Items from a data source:
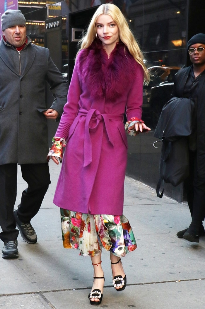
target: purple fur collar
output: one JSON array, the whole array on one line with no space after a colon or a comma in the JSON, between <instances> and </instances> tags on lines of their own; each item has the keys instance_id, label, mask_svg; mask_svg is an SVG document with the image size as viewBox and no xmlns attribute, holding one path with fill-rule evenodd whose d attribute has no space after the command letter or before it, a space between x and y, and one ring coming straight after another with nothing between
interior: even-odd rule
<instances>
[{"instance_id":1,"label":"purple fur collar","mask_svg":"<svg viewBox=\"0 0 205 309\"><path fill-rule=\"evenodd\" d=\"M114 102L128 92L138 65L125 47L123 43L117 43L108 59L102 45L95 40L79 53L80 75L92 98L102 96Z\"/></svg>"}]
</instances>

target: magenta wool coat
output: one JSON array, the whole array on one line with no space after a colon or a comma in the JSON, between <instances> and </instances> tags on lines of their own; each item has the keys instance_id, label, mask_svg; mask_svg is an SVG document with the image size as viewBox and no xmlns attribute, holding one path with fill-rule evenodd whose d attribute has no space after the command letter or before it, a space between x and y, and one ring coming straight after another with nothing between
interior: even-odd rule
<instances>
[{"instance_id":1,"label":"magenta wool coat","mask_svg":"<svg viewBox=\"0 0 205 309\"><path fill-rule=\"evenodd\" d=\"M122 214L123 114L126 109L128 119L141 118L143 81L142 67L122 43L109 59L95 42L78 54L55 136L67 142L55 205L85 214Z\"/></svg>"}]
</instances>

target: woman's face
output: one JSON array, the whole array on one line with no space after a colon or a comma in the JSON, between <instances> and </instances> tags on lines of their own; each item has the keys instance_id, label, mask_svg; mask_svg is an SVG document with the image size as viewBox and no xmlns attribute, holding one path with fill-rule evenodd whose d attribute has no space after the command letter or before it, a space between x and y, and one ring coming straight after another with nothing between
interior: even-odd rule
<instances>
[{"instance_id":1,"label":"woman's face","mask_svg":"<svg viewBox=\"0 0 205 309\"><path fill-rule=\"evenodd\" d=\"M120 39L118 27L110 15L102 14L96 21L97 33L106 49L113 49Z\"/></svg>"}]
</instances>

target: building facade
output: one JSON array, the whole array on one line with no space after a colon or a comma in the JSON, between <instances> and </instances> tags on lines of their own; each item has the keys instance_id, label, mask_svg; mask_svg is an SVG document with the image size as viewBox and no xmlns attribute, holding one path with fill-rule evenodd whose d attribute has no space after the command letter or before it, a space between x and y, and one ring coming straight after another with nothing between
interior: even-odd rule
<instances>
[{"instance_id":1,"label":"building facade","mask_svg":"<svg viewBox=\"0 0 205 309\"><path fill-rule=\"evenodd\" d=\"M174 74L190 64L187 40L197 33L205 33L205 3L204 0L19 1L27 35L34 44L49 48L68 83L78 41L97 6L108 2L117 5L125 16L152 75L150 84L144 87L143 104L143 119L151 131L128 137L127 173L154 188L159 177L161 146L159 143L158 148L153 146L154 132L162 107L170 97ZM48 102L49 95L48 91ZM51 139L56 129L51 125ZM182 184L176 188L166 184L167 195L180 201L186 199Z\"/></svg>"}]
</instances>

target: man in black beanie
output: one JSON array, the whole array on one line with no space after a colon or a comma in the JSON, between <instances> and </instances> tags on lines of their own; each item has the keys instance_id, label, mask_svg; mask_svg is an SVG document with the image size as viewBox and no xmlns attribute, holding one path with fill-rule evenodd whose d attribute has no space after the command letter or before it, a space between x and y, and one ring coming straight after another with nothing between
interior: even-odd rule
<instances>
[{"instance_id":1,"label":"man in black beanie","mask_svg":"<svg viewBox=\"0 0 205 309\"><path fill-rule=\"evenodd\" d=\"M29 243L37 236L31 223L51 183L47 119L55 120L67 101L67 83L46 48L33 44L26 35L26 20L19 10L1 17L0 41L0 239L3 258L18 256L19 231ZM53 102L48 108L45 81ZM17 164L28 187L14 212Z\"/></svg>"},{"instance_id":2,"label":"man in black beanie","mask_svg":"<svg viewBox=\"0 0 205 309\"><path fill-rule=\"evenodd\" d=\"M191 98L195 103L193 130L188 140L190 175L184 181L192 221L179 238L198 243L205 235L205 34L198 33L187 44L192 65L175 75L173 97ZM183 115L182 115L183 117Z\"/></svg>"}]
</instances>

---

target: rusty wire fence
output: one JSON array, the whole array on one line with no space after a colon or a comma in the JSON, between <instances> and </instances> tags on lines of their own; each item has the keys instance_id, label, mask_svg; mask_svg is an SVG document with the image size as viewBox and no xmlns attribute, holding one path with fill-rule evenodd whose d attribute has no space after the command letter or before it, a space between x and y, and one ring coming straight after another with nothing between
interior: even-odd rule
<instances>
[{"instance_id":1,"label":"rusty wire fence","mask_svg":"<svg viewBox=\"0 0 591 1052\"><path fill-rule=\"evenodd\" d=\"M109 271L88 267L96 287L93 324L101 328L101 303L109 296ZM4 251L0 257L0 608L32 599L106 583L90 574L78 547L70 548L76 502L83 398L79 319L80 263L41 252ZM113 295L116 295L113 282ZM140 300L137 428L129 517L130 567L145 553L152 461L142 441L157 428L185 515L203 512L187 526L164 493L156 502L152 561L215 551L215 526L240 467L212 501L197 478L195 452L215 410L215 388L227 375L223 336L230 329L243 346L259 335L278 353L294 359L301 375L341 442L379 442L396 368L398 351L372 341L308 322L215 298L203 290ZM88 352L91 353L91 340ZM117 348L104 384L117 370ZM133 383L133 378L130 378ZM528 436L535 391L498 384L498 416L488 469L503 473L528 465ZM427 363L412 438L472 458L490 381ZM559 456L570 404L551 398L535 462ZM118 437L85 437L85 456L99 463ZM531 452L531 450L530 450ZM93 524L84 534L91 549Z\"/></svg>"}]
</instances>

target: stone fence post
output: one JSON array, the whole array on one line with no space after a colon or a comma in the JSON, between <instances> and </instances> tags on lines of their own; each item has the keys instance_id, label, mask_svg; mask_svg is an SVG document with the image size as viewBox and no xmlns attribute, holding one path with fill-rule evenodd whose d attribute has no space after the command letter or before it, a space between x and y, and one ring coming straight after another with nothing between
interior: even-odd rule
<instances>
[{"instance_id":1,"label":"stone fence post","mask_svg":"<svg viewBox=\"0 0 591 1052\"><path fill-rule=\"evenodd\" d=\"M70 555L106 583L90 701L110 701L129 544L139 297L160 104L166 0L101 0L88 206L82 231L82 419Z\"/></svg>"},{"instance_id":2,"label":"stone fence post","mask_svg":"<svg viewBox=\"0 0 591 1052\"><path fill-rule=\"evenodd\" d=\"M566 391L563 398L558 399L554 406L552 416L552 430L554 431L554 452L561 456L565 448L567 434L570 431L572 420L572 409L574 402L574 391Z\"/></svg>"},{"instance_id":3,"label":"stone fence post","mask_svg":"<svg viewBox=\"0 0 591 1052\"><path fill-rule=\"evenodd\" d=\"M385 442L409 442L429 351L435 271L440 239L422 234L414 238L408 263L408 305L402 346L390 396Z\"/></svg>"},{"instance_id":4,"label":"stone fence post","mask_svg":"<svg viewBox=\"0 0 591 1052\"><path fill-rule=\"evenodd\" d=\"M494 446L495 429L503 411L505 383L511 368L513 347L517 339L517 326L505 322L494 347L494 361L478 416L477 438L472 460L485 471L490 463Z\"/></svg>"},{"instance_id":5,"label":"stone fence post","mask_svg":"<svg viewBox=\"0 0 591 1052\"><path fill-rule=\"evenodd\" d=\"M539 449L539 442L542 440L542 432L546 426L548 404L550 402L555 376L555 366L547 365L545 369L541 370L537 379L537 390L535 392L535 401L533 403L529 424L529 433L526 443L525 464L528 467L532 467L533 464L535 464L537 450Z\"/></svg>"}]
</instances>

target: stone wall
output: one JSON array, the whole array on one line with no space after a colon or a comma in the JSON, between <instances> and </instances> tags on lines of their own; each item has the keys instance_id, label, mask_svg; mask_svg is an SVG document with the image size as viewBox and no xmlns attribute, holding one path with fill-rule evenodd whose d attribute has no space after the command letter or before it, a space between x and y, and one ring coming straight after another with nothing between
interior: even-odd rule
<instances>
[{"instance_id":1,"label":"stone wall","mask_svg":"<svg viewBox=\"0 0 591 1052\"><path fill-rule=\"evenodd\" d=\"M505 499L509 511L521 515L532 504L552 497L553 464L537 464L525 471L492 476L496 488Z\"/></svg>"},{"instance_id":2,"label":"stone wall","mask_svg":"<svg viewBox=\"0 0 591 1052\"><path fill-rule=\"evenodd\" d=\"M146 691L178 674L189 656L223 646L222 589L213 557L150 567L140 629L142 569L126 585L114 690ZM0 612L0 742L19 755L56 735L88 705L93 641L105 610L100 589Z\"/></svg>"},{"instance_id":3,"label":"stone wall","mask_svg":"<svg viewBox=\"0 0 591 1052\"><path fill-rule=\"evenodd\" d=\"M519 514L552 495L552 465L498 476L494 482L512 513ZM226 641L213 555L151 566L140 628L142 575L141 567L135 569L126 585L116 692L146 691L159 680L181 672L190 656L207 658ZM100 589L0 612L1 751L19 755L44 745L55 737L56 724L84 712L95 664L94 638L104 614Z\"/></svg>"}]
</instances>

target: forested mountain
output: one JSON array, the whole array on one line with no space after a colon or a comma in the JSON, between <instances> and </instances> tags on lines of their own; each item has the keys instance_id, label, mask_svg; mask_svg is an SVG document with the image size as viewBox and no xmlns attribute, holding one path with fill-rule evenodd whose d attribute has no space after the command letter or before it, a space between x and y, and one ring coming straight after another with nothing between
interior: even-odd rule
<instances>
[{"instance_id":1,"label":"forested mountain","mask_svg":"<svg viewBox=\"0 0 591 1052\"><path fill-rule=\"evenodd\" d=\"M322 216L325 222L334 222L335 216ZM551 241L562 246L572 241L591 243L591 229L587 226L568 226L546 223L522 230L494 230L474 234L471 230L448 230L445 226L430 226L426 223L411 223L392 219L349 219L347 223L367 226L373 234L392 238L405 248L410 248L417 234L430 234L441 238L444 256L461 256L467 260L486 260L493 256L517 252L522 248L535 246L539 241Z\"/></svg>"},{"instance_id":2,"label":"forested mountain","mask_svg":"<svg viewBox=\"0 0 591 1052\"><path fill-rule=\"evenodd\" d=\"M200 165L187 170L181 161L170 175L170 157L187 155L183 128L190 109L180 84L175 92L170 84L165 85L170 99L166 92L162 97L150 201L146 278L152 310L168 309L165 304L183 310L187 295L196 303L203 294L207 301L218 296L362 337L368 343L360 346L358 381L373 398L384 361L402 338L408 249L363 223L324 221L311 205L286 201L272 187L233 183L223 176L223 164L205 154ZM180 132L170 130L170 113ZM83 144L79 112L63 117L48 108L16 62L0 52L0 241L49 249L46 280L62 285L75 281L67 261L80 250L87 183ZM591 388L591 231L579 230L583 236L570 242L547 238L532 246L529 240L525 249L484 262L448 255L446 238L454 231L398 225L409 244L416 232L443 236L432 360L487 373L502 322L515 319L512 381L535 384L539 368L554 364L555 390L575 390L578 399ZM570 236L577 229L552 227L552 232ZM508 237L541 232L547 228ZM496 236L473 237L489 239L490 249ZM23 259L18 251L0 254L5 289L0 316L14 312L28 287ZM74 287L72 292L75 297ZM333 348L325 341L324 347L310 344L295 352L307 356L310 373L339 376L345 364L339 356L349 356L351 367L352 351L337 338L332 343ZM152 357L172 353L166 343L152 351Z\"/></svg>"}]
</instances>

* * *

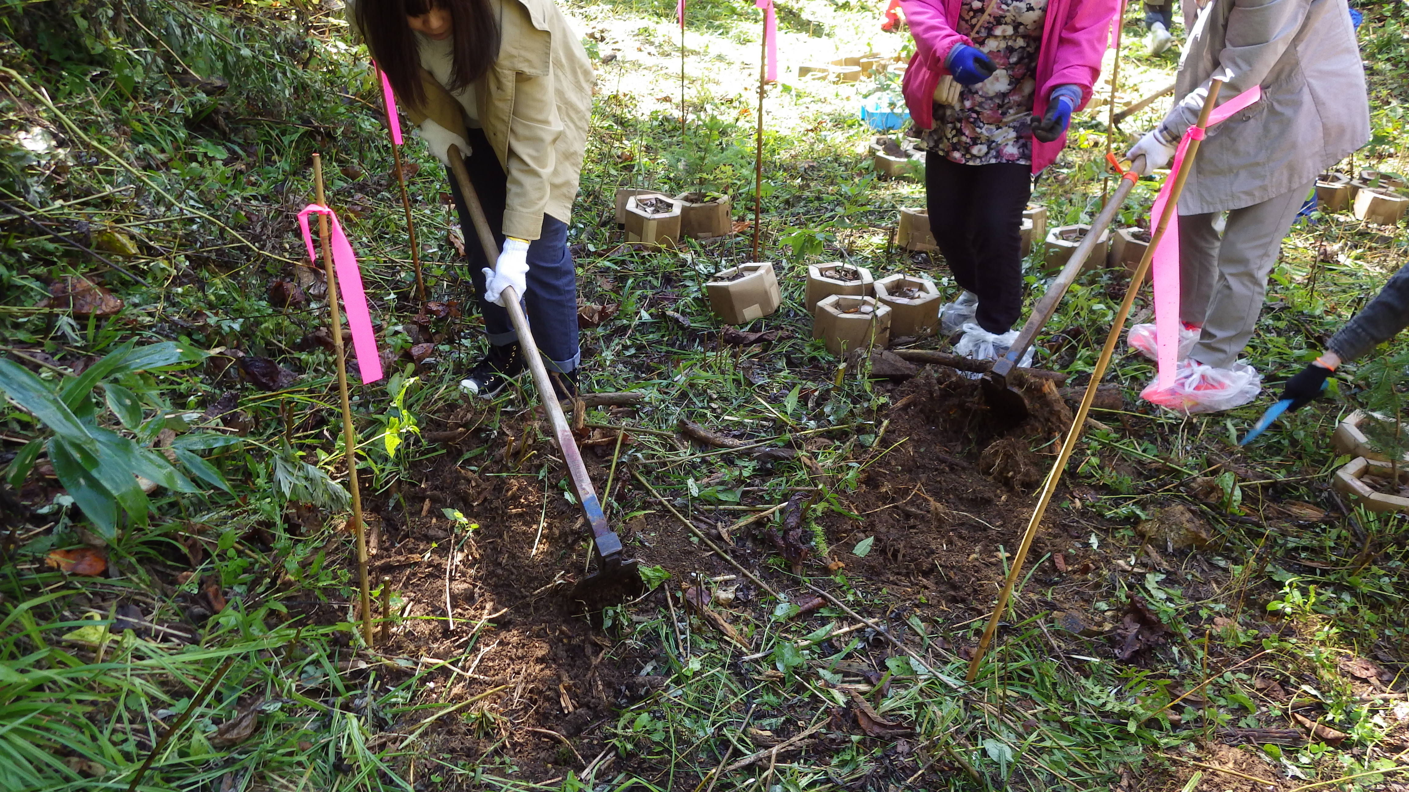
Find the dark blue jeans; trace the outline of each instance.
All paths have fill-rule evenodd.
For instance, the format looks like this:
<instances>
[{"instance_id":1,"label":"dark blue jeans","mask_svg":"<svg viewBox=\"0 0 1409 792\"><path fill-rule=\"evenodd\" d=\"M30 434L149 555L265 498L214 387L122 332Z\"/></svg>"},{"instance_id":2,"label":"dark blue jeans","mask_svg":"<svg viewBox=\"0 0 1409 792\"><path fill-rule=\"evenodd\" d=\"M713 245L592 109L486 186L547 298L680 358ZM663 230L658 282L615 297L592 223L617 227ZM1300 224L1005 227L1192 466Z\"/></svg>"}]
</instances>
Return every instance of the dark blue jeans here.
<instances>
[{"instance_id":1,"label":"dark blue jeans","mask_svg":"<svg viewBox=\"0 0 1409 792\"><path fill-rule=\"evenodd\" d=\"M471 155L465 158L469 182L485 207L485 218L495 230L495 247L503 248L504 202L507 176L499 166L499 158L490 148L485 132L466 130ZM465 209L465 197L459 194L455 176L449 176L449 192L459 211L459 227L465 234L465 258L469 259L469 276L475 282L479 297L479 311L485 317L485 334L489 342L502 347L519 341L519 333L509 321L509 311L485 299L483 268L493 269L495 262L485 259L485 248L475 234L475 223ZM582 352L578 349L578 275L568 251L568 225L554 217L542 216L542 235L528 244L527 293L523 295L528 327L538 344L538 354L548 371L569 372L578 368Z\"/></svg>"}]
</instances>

- **Aim**:
Pick out each line in the rows above that contains the string "target" and copy it in full.

- **Finished exercise**:
target: purple fur collar
target: magenta wool coat
target: woman's face
target: building facade
target: man in black beanie
target: rusty wire fence
target: stone fence post
target: stone wall
target: forested mountain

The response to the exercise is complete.